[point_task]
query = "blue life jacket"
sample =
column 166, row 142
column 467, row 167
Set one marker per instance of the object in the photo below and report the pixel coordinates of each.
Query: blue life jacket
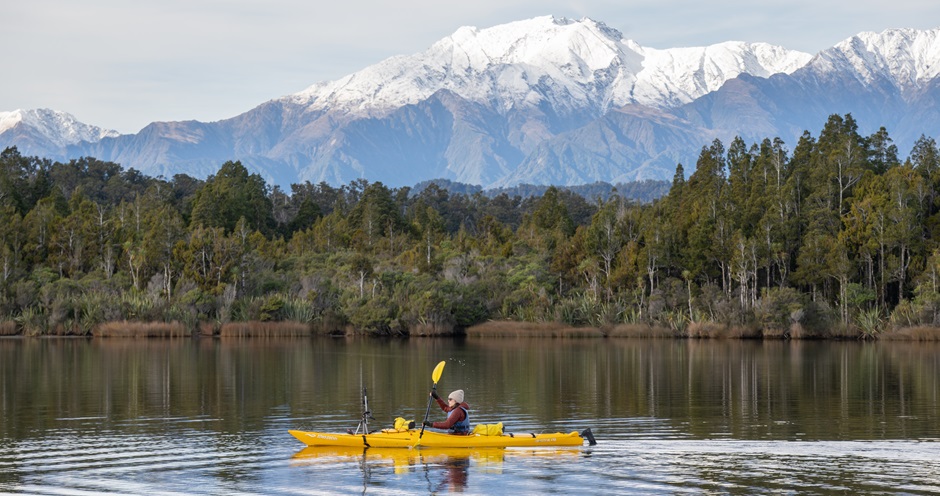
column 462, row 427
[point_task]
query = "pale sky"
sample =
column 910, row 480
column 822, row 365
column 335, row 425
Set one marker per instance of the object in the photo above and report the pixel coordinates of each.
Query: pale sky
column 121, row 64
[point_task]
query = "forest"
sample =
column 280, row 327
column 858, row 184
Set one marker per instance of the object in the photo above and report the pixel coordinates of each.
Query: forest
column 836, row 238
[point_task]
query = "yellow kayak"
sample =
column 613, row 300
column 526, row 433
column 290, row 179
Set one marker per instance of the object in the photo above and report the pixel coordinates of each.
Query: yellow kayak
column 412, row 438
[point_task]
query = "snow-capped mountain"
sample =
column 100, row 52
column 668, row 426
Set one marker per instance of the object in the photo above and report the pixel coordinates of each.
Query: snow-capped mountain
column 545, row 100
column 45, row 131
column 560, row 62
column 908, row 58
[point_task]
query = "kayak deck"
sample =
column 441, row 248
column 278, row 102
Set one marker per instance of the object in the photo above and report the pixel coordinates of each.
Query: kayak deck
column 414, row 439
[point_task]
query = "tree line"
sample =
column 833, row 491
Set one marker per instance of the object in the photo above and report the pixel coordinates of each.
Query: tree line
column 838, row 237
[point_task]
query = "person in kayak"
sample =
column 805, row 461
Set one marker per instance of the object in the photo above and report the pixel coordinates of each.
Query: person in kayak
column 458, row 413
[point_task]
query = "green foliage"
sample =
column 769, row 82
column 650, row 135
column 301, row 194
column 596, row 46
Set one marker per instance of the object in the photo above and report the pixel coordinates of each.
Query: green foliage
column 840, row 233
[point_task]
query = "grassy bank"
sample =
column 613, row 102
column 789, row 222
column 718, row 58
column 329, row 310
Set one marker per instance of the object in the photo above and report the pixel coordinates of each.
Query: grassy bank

EXERCISE PROMPT: Transcribe the material as is, with images omitted.

TASK ANSWER:
[point_task]
query = "blue life jacket"
sample =
column 166, row 142
column 467, row 167
Set one marker per instance of the object in the photo below and report the pixel coordinates of each.
Query: blue life jacket
column 462, row 427
[point_task]
query = "pale sky"
sample =
column 910, row 480
column 822, row 365
column 335, row 425
Set one marker per instance of the object in the photo above and report the pixel coordinates of each.
Query: pale sky
column 121, row 64
[point_task]
query = "forest"
sample =
column 280, row 327
column 858, row 184
Set one marker per instance of the object in the photo above and report the pixel coordinates of each.
Query: forest
column 836, row 238
[point_task]
query = "yellow kayak"
sample =
column 613, row 300
column 526, row 433
column 290, row 179
Set one marker per instance of the object in the photo above and report the pixel coordinates of each.
Query: yellow kayak
column 412, row 438
[point_task]
query = "snow-capped mountain"
sample =
column 100, row 52
column 668, row 426
Set one marker per instance of the object in the photo above and report the pixel coordinates of each.
Query: snow-capped mountain
column 545, row 100
column 45, row 131
column 560, row 62
column 908, row 58
[point_task]
query = "kayak deck"
sample =
column 441, row 248
column 278, row 102
Set one marker per instance of the object in the photo above and report the pixel coordinates of each.
Query: kayak deck
column 414, row 439
[point_task]
query = "tree line"
sample =
column 833, row 491
Set one marker per instance of the object in the photo above and report the pixel coordinates of each.
Query: tree line
column 838, row 237
[point_task]
query = "person in kayak"
sample =
column 805, row 461
Set one marker per instance of the object in the photo above and report the pixel coordinates of each.
Query: person in kayak
column 458, row 413
[point_task]
query = "green foliage"
sample =
column 769, row 82
column 650, row 135
column 301, row 194
column 596, row 46
Set one marker per instance of the object in the photo above and report the pixel coordinates of each.
Query: green foliage
column 840, row 233
[point_task]
query = "grassy bank"
sample =
column 613, row 102
column 789, row 222
column 718, row 58
column 329, row 310
Set one marker per instance of the object in the photo above and report the pixel coordinates of each.
Query: grassy bank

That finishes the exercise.